Aim: Change every "place a dot" in the data below to "put a marker", and leave everything else as it is.

Given information:
--*--
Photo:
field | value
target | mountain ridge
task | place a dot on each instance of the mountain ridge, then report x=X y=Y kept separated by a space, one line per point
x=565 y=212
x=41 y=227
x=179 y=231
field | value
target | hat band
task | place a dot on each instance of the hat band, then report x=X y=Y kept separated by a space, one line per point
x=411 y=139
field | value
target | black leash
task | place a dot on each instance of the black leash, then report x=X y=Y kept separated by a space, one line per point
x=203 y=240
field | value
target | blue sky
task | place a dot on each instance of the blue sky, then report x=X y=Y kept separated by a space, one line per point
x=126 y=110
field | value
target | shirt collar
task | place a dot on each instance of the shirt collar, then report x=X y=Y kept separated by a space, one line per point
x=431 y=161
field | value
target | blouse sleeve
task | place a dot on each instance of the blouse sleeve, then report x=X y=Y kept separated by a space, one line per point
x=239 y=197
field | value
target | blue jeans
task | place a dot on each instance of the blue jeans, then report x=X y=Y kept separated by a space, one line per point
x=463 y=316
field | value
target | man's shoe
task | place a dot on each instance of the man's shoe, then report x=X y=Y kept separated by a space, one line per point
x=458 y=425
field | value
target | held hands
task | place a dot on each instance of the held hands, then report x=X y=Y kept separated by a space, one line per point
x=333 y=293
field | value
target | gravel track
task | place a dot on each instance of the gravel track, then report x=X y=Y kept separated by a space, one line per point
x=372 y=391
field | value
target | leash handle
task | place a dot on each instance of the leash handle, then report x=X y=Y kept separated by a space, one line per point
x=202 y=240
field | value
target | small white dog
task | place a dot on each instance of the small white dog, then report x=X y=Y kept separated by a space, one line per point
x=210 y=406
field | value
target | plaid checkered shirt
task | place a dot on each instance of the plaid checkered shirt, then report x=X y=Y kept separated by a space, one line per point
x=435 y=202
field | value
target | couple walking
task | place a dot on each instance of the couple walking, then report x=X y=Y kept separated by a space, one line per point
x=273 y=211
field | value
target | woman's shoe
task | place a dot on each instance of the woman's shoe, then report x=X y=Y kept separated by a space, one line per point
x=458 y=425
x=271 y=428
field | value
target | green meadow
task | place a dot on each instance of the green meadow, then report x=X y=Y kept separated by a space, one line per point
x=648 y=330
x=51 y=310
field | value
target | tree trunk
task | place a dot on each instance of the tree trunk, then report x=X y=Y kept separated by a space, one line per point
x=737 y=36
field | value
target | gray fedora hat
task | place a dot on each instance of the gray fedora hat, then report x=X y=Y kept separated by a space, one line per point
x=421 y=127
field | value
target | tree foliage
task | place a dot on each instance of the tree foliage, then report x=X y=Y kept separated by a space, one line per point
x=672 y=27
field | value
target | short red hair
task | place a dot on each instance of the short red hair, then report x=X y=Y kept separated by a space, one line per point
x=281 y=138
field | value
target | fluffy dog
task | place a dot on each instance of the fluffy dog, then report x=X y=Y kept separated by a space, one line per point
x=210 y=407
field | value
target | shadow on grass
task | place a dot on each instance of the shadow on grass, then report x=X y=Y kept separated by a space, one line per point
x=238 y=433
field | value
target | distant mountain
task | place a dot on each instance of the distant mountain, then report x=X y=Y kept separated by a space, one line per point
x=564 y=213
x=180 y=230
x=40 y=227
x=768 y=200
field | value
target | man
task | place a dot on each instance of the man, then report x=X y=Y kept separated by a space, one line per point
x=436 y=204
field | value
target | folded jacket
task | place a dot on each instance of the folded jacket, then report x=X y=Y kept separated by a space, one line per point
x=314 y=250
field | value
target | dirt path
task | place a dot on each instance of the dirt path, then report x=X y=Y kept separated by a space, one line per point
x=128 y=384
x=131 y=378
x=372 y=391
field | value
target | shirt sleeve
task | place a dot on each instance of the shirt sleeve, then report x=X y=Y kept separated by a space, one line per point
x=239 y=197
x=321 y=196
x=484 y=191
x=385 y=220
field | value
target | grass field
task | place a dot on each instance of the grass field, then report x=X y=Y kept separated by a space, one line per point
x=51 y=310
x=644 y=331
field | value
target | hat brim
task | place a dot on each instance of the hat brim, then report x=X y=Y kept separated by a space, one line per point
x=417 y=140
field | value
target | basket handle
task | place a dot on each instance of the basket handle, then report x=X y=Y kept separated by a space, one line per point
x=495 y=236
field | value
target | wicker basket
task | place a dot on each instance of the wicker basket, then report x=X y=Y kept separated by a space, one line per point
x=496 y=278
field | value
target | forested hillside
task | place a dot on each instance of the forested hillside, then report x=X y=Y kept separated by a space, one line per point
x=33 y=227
--*--
Response to this exercise:
Photo:
field | value
target | mountain ridge
task | put a marker on each instance of the mountain ridge, then report x=X y=Y kept separated by a space, one line per point
x=565 y=212
x=41 y=227
x=179 y=231
field | value
target | hat band
task | put a marker on each instance of the hat band, then report x=X y=Y kept separated by a space, one line per point
x=411 y=139
field | value
target | black leash
task | put a marker on each instance of the black leash, then report x=X y=Y kept separated by a space, one line per point
x=203 y=240
field | value
target | blue sky
task | put a marker on each instance of the blue sky, then report x=X y=Y kept separated by a space, one line per point
x=126 y=110
field | value
target | shirt collar
task | put a marker on each instance of the shirt collar, then report x=X y=Y kept separated by a space, one line per point
x=431 y=161
field | value
target | blouse sleeve
task | put a marker on each instance of the blouse sleeve, then report x=X y=Y kept separated by a space, one line per point
x=239 y=197
field | value
target | blue jeans
task | put a marker on each instance of the blue jeans, then report x=X y=Y kept separated by a space, one line per point
x=463 y=316
field | value
target | man's shoe
task | put a marker on each instance of the man's shoe, then report x=X y=Y kept separated by a space, one line per point
x=458 y=425
field | value
target | held hands
task | put a marker on each instance of the held hands, then report x=X y=Y kept separated by a space, one line per point
x=333 y=293
field | value
target | gravel track
task | put a marker on each instance of the gravel track, then report x=X y=Y kept separated by a space, one line per point
x=372 y=391
field | value
target | leash handle
task | put a marker on each instance of the leash handle, then report x=X y=Y kept separated by a space, one line per point
x=202 y=240
field | value
target | small white dog
task | put a marker on each instance of the small white dog, then report x=X y=Y kept separated by a space, one line per point
x=210 y=406
field | value
target | plaid checkered shirt
task | put a marker on each instance of the plaid checkered shirt, then report x=X y=Y kept separated by a space, one line per point
x=435 y=202
field | value
target | couple walking
task | put a marker on each instance of the couple walking, then report x=X y=Y kept separated by a space, one line per point
x=273 y=211
field | value
target | woman's shoe
task | put a marker on each instance of the woman's shoe, then report x=X y=Y kept separated by a space, one line per point
x=458 y=425
x=271 y=428
field | value
target | green meadow
task | put a marker on each instance of the green meadow, then report x=X y=Y kept separated by a space, one line per point
x=648 y=330
x=51 y=310
field | value
target | tree trunk
task | put a marker on each instance of the tree trunk, then report x=X y=Y kept separated by a space, one line per point
x=737 y=36
field | value
target | gray fedora hat
task | put a marker on each instance of the gray fedora hat, then report x=X y=Y kept separated by a space, one line per point
x=421 y=127
field | value
target | tree foliage
task | put a marker on each instance of the tree foliage, then report x=X y=Y kept separated by a space, one line per point
x=672 y=27
field | value
target | short red hair
task | put a marker on each instance of the short red hair, then report x=X y=Y kept separated by a space, one line per point
x=281 y=138
field | value
target | fluffy dog
task | put a marker on each instance of the fluffy dog, then report x=X y=Y kept separated by a space, one line per point
x=210 y=407
field | value
target | shadow on grass
task | put a marker on each instance of the shadow on grass, then report x=X y=Y kept separated by a space, one line per point
x=238 y=433
field | value
target | distant mountain
task | put a marker on each instance of the distant mountain, then report x=X y=Y kept separated by a space, one line per point
x=564 y=213
x=180 y=230
x=40 y=227
x=768 y=200
field | value
target | man
task | put a marker on each instance of the man, then report x=X y=Y kept separated by a space, one line per point
x=436 y=204
field | value
target | folded jacket
task | put a marker on each instance of the folded jacket, then report x=X y=Y kept separated by a space, one line per point
x=314 y=250
field | value
target | dirt path
task | put a marker on each instance of the dirt path, then report x=X y=Y kept separated by a space, one line per point
x=128 y=384
x=131 y=378
x=372 y=391
field | value
target | shirt sleeve
task | put a marker on each instance of the shirt sleeve, then report x=X y=Y kept separated by a space, one line per point
x=239 y=197
x=321 y=196
x=484 y=191
x=385 y=220
field | value
target | grass field
task | put a marker on each instance of the grass field, then report x=X y=Y kept separated by a space, one line per point
x=51 y=310
x=644 y=331
field | value
target | hat brim
task | put a marker on each instance of the hat brim, then report x=X y=Y kept separated by a space, one line per point
x=417 y=140
field | value
target | basket handle
task | put a marker on each instance of the basket handle, then report x=X y=Y kept separated by a space, one line per point
x=495 y=236
field | value
target | wicker basket
task | put a marker on each instance of the wicker basket, then report x=X y=Y kept separated by a space, one line per point
x=496 y=278
field | value
target | forested hillside
task | put a marker on each instance of the forested hillside, then report x=X y=Y kept separated by a space, one line per point
x=33 y=227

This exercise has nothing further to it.